>>>>>

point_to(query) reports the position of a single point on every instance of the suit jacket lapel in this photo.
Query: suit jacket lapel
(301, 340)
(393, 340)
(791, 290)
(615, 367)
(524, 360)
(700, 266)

<<<<<

> What the task requires
Change every "lapel" in the entries to "collar" and leave the rest of each line unchanged.

> The answer
point_to(query) reports the position of a single point on every instance of the suit jacket collar in this photo.
Query: suit jacket collar
(301, 340)
(393, 340)
(791, 290)
(615, 367)
(524, 360)
(700, 266)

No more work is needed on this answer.